→ **Source**:
════════

Jon Voight, Dash Mihok and Pooch Hall in RAY DONOVAN | ©2013 Showtime/Suzanne Tenner

Jon Voight, Dash Mihok and Pooch Hall in RAY DONOVAN | ©2013 Showtime/Suzanne Tenner

On Showtime’s RAY DONOVAN, now in its first season Sundays at 10 PM and already renewed for Season 2, Liev Schreiber’s title character is a professional fixer. If you can pay his fee, he can take care of that cocaine bust or the dead prostitute in the bed. However, even Ray can’t find a fix for his father Mickey, played by Jon Voight. Mickey has just gotten out of prison after serving time for murder and he insists on getting back into the lives of his sons, much to the fury of distrustful Ray.

Voight, a New York native and veteran actor who earned a Best Actor Oscar for his performance in COMING HOME, has primarily worked in feature films, but he’s done some work as a TV series regular in the past few years, starring as the antagonistic Jonas Hodges in 24’s seventh season and as patriarch Clint Thatcher in the admired if short-lived LONE STAR.

At a party thrown by CBS for the Television Critics Association, Voight takes some time to talk about RAY DONOVAN, as well as some past roles and his real-life work with victims of nuclear radiation.

AX: You’ve played a lot of powerful, intimidating people. Mickey Donovan is powerful in some respects, but he’s not economically powerful. Is that different from playing, say, the wealthy gentlemen you’ve played in 24 or LONE STAR?

JON VOIGHT: Yeah. This guy, he’s an interesting fellow. I’ve never come across this character on screen before – very unique fellow, very surprising, very dangerous, and he’s a survivor, so he’s very cunning, but he’s also a libertine and a mess. He’s all over the place. He’s a very, very interesting, complex character and I am very fortunate being the one who got to play him.

AX: Do you have any recollections of your time on 24?

VOIGHT: The 24 group [were] a really well-oiled team, a real professional crew. And it’s fun to be on the set with these people. They all like each other, they’ve worked very hard with each other, they know how to work – you’re going into this kind of dance, and I just said, ‘Well, here’s what I’ve got to bring to it,’ and I was looking for them to show me how they do it. And when you watch the show, you see a certain style – as an actor, I’m a little bit aware after all these years about cameras and stuff like that and just how they shoot this show, to keep it so alive, and they have long sequences on this show, sometimes with a hand-held camera, and this [was] fun for me. In some ways, it’s like doing the kind of work that you do on stage or in class. You’re playing around and you’re in a dangerous circumstance. You’re not caressing it, just up to here and then to there and then cutting the scene up in little pieces, you’re having a shot at going and doing it. So anyway, it was fun for me to see how they did it and participate. This guy [Voight’s character didn’t] deserve to live [laughs], he’s as bad as it gets. He’s an evil force, this guy. Evil people really don’t know they’re evil. They have a rationalization for what they do. Protecting the country – I think he thinks he’s doing that, but he’s very far gone, this guy. But you know, it’s fun, too, because I know being on the other side, the leading man, you want to have something to go up against, you want to have a formidable force against you. If somebody comes on and doesn’t give you anything, you’re in trouble, things disappear and you have to do it on your own. But I think I provided a lot of energy for the show. I think it [24] had a wonderful run and left a tremendous impression.

════════

→ **Items**:
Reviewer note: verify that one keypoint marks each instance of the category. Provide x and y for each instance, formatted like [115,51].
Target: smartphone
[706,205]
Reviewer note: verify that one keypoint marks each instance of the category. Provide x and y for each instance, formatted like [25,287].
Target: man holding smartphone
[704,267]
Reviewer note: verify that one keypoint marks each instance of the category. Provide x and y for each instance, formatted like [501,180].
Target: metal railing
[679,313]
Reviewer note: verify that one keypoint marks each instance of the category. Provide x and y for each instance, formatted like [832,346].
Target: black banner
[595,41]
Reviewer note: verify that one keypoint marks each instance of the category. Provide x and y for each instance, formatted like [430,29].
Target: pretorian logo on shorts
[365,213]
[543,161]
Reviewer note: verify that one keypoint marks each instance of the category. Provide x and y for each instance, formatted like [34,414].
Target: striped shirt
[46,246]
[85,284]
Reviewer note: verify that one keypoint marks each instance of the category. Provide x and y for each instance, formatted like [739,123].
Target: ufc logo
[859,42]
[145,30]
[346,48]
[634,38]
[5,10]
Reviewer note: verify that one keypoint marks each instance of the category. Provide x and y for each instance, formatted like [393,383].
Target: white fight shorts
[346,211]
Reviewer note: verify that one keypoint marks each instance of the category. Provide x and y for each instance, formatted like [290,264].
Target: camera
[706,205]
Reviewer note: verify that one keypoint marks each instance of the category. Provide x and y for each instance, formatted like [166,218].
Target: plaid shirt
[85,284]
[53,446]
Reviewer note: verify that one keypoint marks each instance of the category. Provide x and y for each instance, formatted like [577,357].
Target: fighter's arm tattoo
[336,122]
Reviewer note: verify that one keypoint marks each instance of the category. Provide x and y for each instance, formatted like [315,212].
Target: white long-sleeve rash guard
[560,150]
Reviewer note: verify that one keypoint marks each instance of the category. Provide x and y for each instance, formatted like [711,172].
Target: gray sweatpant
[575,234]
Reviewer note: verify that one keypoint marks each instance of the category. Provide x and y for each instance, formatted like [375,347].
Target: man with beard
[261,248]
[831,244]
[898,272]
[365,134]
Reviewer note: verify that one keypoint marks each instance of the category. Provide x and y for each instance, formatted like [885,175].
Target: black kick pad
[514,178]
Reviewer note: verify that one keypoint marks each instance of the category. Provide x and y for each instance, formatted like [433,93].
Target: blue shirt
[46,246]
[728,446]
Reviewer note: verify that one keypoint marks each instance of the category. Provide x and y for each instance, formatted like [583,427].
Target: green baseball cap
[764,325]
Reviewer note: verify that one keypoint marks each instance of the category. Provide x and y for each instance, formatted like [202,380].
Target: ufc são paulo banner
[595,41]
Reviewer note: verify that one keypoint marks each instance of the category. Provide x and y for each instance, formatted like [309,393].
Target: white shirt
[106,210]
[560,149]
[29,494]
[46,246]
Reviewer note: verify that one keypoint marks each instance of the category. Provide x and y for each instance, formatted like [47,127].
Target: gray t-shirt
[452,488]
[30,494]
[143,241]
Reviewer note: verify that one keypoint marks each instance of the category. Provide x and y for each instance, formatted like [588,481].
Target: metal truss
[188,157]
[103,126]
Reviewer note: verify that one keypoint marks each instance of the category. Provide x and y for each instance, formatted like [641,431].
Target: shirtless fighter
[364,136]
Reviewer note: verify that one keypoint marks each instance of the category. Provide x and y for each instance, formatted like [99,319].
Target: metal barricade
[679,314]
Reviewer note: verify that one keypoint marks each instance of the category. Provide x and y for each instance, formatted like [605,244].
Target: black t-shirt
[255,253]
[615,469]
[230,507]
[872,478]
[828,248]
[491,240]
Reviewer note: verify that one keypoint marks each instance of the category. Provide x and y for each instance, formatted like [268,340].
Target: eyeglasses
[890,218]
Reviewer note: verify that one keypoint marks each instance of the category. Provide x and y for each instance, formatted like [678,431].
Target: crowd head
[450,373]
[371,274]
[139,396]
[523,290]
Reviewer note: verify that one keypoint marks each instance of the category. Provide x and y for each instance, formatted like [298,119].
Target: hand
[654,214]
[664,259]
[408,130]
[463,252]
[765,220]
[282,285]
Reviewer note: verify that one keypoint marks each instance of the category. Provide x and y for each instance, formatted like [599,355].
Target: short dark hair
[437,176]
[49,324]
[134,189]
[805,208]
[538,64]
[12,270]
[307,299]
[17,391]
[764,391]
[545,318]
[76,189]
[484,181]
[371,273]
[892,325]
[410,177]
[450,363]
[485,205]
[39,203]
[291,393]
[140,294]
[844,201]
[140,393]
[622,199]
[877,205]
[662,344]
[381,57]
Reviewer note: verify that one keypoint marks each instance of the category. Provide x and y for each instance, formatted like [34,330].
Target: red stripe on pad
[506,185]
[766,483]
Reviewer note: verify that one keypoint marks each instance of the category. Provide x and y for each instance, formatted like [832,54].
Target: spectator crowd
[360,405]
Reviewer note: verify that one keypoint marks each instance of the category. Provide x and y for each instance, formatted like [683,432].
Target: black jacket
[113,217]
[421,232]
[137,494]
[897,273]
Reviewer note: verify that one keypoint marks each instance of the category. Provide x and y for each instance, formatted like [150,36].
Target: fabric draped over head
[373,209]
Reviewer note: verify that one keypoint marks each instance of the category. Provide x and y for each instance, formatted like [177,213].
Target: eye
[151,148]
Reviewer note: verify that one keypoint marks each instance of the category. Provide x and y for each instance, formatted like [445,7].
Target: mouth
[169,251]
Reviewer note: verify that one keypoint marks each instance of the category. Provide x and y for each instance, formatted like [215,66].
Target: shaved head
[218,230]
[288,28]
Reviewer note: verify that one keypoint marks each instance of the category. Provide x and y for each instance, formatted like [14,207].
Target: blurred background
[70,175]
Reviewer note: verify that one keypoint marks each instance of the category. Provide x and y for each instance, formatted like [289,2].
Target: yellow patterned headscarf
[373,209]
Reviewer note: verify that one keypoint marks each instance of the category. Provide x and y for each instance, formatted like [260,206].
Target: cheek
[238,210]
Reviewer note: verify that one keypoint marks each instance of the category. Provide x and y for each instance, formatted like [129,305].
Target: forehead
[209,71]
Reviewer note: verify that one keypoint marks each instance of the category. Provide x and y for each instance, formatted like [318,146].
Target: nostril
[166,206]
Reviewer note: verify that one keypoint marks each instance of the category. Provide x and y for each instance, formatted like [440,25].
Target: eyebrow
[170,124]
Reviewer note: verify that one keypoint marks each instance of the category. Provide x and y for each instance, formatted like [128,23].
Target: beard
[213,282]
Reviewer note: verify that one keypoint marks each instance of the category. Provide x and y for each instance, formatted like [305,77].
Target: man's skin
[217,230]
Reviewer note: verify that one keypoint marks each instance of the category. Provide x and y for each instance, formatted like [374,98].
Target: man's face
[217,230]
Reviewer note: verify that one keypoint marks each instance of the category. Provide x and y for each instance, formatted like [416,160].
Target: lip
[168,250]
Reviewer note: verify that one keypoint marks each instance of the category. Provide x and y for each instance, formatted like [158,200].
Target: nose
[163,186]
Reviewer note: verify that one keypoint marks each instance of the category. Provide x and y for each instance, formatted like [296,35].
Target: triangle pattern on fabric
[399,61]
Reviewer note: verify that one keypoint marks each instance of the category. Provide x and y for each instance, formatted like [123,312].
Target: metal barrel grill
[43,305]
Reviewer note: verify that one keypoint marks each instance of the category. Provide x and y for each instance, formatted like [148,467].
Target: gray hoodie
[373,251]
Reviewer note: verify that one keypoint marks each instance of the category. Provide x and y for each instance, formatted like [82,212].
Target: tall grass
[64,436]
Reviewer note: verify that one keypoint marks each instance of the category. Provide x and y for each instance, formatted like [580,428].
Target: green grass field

════════

→ **What to do**: Write the next part of the Jon Voight interview, starting after its last sentence. The data has nothing to do with the interview text.

→ **Final answer**:
AX: You’ve primarily been a film actor for many years. 24 was your first season-long series gig in decades. Was that bracing or difficult for you?

VOIGHT: First of all, it was a challenge. The idea of doing episodic was an interesting idea. I adapt very easily to formats. I like different formats. I really like those long television films, maybe six-hour miniseries – I like that form, it takes a certain kind of writing and a certain kind of work – and of course I like film. Sometimes I think we get a little spoiled with film, because we become so careful and stuff like that. It’s more difficult. You wait a long time, you don’t get a chance to do wonderful scenes, you’re doing pieces and you’re waiting for lighting. I love the beautiful films that they make. But [episodic television], it was coming to act in a certain way. You had to be very prepared and then you go in and before you know it, the camera’s going and you’re doing it. ‘Let’s go, let’s give it a shot.’ Not a lot of rehearsal. Sometimes that’s good.

It’s all acting. You have to know what you’re doing. And I’m so experienced – I have done so many kinds of things, so although every scene is new, it’s not like I’m in totally new territory ever, and I know what’s required of me, and I know when I’m taking a shot and making an experiment, too, and that’s good, too – “Let’s try this” or “Let’s see how this works.”

AX: RAY DONOVAN shoots in Los Angeles and 24 shot in L.A. and Santa Clarita. LONE STAR was made in Texas. How was working there?

VOIGHT: We did shoot in Texas, and we enjoyed it. I must say the people in Texas [were] wonderful. They’re very positive people, very open, and theye embraced us. We’ve had a lot of fun inTexas. It was very hot there, obviously, in Dallas. Very hot. But we got a lot from the value of shooting there. So it makes a broader tapestry. For instance, we shot the first episode after the pilot on a big wind farm. You see this flat land, there’s miles of wind farm. You couldn’t get that anywhere else.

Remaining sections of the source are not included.